→ **DIRECTIONS FOR THIS TASK**: Which lines in the items below contain the word "parked"? Pull out every one of them.

[Records from a dataset]

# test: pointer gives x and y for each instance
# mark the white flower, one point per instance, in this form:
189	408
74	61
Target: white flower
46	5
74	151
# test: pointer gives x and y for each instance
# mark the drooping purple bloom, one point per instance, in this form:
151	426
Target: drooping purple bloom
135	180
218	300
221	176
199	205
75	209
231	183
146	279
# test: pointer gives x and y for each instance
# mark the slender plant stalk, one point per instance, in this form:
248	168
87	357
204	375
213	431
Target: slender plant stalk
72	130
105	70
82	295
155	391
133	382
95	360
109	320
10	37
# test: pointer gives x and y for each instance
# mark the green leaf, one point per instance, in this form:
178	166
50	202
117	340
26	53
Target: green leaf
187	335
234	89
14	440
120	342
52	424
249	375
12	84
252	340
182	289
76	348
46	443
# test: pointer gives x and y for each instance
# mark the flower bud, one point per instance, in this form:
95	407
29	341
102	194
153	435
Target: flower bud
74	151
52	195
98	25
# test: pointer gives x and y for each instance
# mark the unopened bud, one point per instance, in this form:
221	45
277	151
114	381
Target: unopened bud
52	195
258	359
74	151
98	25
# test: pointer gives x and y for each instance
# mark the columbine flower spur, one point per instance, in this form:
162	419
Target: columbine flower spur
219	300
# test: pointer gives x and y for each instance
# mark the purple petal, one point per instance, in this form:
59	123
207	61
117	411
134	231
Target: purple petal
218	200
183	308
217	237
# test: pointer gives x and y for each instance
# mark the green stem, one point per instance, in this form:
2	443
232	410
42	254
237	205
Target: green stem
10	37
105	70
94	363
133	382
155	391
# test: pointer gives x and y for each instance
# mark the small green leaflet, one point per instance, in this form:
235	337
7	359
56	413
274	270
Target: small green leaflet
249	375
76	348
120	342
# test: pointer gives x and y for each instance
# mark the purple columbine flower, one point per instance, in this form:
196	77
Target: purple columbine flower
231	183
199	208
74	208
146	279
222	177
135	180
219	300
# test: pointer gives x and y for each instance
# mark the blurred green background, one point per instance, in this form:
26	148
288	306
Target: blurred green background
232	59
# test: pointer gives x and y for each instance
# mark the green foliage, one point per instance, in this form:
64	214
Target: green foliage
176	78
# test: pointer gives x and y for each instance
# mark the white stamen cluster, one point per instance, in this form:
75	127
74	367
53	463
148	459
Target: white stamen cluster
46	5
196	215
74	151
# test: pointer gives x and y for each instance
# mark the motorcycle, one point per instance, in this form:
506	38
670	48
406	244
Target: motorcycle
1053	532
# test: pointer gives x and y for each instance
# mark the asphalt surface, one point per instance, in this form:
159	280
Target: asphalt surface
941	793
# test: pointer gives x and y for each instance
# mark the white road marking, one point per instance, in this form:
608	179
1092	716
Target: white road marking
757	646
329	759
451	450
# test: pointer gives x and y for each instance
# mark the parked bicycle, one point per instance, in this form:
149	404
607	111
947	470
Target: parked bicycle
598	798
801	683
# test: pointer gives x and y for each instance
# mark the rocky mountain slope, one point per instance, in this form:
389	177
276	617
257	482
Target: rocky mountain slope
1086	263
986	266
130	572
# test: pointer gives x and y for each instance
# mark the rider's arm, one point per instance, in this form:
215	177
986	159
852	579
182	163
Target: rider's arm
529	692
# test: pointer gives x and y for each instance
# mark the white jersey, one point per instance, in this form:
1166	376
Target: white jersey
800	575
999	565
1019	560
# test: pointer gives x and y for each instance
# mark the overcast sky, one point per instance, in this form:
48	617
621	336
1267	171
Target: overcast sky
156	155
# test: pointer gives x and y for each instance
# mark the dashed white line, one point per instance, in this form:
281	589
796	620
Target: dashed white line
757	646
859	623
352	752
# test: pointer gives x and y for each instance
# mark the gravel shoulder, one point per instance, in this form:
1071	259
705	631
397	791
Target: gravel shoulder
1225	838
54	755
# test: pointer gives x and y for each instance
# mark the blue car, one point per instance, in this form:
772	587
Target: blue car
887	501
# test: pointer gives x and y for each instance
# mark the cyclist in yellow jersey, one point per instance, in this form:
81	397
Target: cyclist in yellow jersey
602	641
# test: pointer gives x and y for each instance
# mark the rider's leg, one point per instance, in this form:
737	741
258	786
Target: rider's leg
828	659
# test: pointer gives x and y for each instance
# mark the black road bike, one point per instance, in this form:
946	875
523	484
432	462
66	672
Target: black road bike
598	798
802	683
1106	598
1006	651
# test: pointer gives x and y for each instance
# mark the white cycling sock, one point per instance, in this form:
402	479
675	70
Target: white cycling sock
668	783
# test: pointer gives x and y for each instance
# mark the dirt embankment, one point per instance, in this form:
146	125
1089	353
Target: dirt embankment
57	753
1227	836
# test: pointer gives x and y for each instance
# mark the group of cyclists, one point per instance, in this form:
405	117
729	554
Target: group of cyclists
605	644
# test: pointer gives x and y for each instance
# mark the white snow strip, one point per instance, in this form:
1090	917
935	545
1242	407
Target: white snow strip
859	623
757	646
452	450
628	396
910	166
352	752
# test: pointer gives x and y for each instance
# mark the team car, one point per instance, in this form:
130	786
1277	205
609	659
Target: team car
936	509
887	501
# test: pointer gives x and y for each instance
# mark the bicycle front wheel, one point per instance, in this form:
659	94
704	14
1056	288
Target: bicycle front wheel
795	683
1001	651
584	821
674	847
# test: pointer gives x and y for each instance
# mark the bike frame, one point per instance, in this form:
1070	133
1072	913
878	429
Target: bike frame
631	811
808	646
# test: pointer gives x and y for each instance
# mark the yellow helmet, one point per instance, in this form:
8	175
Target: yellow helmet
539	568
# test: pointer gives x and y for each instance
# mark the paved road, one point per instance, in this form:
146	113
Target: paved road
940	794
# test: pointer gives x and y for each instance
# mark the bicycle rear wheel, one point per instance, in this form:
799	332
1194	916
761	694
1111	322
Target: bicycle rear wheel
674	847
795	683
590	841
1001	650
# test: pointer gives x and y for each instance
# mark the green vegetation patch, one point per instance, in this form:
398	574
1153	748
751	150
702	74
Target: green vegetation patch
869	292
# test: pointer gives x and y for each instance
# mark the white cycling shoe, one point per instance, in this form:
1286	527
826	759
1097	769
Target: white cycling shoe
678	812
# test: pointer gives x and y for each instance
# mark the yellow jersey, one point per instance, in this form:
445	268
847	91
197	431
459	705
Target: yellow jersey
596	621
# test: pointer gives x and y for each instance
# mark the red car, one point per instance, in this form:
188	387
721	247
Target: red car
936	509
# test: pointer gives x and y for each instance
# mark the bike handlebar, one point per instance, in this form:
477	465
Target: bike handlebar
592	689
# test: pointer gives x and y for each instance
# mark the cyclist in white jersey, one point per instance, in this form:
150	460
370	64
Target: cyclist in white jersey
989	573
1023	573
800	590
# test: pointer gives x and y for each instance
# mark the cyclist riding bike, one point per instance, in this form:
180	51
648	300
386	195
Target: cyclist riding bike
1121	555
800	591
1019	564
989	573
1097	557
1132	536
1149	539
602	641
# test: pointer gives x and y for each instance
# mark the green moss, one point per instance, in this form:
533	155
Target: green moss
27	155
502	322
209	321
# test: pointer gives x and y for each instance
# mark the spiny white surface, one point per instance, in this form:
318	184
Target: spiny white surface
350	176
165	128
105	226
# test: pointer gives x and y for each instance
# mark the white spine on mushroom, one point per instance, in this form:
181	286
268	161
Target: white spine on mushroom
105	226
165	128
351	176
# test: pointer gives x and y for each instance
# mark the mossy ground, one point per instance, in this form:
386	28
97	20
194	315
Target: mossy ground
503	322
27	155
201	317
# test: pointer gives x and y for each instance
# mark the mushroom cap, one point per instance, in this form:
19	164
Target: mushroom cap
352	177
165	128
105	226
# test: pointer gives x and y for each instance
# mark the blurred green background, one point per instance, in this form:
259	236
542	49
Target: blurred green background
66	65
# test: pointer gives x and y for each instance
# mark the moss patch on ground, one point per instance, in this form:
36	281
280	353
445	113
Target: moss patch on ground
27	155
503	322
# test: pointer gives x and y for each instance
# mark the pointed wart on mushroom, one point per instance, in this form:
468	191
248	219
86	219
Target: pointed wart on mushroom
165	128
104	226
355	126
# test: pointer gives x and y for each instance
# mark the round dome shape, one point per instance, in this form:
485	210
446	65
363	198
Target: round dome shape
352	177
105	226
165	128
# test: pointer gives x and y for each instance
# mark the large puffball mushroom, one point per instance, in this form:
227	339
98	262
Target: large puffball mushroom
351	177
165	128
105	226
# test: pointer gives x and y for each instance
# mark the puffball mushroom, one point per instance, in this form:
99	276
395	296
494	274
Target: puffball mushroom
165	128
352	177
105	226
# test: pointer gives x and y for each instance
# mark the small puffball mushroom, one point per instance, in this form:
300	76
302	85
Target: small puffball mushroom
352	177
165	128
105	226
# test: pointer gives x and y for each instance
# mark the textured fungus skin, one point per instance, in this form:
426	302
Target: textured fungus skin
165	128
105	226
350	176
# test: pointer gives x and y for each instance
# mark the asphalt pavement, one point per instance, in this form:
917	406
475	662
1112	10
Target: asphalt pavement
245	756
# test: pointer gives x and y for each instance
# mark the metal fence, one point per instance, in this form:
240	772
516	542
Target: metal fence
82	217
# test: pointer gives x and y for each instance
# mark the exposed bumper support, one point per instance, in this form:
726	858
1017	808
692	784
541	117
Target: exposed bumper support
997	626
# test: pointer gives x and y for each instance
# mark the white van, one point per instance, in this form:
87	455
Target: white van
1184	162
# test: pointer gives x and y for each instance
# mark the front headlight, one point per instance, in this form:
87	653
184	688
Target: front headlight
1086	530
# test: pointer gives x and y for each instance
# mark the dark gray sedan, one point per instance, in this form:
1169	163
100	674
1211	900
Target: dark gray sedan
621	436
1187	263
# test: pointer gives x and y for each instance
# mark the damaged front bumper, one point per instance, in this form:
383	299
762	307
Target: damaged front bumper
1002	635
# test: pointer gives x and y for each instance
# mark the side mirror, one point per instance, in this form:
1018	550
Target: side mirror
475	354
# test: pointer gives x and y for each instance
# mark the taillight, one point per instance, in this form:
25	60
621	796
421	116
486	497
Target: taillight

→ **TASK OUTPUT**:
# mark the parked bicycle, one point per instance, in this form:
Target: parked bicycle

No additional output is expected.